== SELECTED EXCERPT ==

_ _ _ _

For the first nine months of the year, the operating deficit came to USD 23.2 million, an improvement of close to USD 20 million from a deficit of USD 43.1 million in the same period last year.

New strategy launched

In October, Zacho told ShippingWatch that the carrier had launched several initiatives aimed at lowering costs and boosting earnings.

"We want to recreate profitability and we can actually do a lot in this respect, such as reducing costs. We are working to utilize the information that we get from our own operations much more actively. For example, our new predictable maintenance system, which continuously tells us when the fleet needs hulls cleaned, so that this is done before it starts costing money. We have also become better at managing the crew with the information we receive. These sound like small things but they can save us millions of dollars," said Zacho:

"Digital input such as weather conditions and data about the harvest constitute other digital information that can strengthen work for freighters, so it is easier to choose the right cargo," he added.

J. Lauritzen received a capital injection from owner Lauritzen Fonden in the third quarter, and by the end of the quarter the carrier's cash holdings stood at USD 139 million against USD 93 million by the end of the second quarter this year. This development is mainly attributed to the USD 80 million in fresh capital from the owners, which intervened after a dispute with a large group of bondholders who, back in the spring, blocked a deferral on the repayment of part of a loan.

Following the capital injection, the corporate bond JLA02 as well as related security debt were paid in October 2017, writes Lauritzen in the report.

_ _ _ _

== SUPPLIED INFORMATION ==

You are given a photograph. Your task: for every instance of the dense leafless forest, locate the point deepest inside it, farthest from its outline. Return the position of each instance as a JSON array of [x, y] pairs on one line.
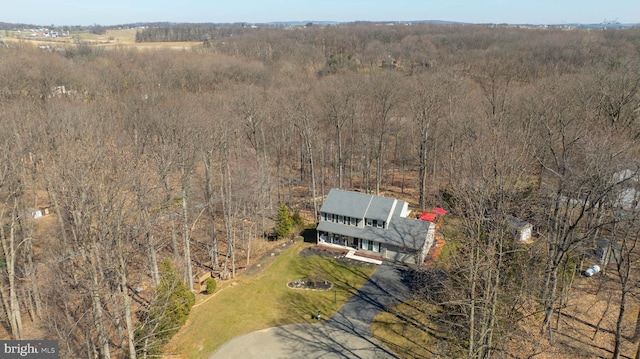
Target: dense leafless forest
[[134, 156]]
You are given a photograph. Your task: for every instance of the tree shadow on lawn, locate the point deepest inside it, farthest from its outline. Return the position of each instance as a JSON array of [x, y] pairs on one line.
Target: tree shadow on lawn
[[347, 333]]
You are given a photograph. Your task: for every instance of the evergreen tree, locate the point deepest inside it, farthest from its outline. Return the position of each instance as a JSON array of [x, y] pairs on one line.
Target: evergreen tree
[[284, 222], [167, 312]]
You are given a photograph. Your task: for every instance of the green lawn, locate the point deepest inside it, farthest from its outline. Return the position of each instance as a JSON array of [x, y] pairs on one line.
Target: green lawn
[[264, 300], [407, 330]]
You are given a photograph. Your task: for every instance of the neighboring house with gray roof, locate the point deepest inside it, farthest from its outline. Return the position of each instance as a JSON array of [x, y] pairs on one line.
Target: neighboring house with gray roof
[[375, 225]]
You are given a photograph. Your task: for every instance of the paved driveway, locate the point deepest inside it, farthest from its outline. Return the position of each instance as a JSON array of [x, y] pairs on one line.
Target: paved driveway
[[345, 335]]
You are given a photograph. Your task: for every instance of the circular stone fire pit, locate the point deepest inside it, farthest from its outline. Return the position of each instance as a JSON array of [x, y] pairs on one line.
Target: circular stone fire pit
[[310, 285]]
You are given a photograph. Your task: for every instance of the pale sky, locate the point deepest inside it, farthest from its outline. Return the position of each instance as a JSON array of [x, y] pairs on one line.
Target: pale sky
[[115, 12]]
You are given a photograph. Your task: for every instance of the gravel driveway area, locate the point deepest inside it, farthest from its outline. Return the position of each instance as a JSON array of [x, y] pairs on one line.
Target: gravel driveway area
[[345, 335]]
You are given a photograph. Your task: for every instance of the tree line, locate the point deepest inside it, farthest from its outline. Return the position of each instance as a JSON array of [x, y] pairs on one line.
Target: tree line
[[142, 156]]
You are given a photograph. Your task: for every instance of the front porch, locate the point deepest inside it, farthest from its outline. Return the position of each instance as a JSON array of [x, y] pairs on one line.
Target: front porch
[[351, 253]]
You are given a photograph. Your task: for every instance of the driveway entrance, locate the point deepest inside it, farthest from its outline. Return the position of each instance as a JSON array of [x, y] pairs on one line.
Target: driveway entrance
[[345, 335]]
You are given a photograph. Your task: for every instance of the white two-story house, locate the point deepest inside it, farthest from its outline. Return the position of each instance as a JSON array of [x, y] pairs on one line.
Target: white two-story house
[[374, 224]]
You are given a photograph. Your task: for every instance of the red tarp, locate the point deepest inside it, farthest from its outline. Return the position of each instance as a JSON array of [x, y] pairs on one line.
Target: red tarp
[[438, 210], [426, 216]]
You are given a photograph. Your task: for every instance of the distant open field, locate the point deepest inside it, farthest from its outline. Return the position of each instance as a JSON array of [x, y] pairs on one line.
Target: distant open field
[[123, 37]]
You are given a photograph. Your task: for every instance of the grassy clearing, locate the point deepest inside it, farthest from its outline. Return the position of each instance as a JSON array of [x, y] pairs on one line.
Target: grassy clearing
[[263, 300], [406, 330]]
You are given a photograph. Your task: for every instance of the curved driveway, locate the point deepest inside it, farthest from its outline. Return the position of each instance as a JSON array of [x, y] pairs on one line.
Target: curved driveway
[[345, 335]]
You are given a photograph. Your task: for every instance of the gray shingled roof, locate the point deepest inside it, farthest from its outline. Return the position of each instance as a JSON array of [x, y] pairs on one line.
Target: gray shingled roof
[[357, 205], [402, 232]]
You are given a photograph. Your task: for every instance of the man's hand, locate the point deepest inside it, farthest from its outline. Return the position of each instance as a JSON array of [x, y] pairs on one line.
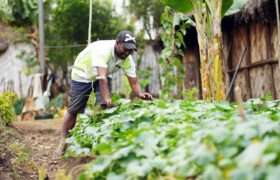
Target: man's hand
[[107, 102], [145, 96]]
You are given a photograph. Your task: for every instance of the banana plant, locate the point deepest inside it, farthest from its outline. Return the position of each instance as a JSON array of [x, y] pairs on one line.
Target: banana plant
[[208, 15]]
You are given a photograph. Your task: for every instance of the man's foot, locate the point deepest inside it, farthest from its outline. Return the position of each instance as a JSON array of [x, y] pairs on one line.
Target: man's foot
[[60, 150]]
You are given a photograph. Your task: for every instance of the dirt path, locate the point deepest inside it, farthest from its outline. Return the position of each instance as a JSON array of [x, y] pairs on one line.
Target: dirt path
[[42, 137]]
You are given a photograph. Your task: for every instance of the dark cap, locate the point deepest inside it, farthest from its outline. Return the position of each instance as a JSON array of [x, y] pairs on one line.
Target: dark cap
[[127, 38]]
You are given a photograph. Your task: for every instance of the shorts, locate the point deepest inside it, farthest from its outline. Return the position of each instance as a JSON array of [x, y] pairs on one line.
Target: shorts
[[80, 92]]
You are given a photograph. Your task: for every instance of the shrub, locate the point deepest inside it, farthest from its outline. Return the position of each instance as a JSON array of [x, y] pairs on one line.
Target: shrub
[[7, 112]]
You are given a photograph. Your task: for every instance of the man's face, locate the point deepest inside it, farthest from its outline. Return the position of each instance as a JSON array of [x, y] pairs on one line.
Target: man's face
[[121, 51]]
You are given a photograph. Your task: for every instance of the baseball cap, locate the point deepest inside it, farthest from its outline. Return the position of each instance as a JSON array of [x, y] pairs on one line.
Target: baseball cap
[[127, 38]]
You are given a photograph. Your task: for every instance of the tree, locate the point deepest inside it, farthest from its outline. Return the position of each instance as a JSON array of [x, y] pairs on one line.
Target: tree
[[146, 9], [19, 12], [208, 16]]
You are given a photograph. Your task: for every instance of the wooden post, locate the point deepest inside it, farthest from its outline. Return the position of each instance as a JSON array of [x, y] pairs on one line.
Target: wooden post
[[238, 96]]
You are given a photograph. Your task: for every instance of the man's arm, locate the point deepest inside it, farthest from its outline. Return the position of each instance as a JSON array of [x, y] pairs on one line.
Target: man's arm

_ _ _ _

== STATED GOAL 1 ==
According to the J. Lauritzen excerpt, what did the carrier's cash holdings stand at by the end of the third quarter?
== STATED GOAL 2 ==
Write out the stretch of the J. Lauritzen excerpt from "J. Lauritzen received" through "in the report.".

== RIGHT ANSWER 1 ==
USD 139 million.

== RIGHT ANSWER 2 ==
J. Lauritzen received a capital injection from owner Lauritzen Fonden in the third quarter, and by the end of the quarter the carrier's cash holdings stood at USD 139 million against USD 93 million by the end of the second quarter this year. This development is mainly attributed to the USD 80 million in fresh capital from the owners, which intervened after a dispute with a large group of bondholders who, back in the spring, blocked a deferral on the repayment of part of a loan.

Following the capital injection, the corporate bond JLA02 as well as related security debt were paid in October 2017, writes Lauritzen in the report.